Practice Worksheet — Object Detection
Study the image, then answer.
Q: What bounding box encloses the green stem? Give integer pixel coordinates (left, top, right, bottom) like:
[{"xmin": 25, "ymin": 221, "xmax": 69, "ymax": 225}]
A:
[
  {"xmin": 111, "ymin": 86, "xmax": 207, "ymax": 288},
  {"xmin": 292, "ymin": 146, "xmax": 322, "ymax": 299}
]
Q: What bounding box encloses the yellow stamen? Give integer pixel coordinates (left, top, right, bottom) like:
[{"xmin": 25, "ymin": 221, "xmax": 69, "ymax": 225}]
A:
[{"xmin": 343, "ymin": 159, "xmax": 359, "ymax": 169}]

****************

§ Task to complete
Copy all of the records again, with every line included, and shift each bounding-box coordinate in the answers up by 30. Leave the numbers in the sample formats unchanged.

§ Answer to the problem
Practice Worksheet — Object Detection
Study the image, then answer.
Q: What bounding box encloses the green stem? Give integer pixel coordinates (left, top, right, bottom) like:
[{"xmin": 25, "ymin": 221, "xmax": 69, "ymax": 225}]
A:
[
  {"xmin": 141, "ymin": 116, "xmax": 237, "ymax": 318},
  {"xmin": 322, "ymin": 176, "xmax": 352, "ymax": 329}
]
Q: What bounding box encloses the yellow stamen? Give integer pixel coordinates (left, top, right, bottom) like:
[{"xmin": 25, "ymin": 221, "xmax": 69, "ymax": 225}]
A:
[{"xmin": 373, "ymin": 189, "xmax": 389, "ymax": 199}]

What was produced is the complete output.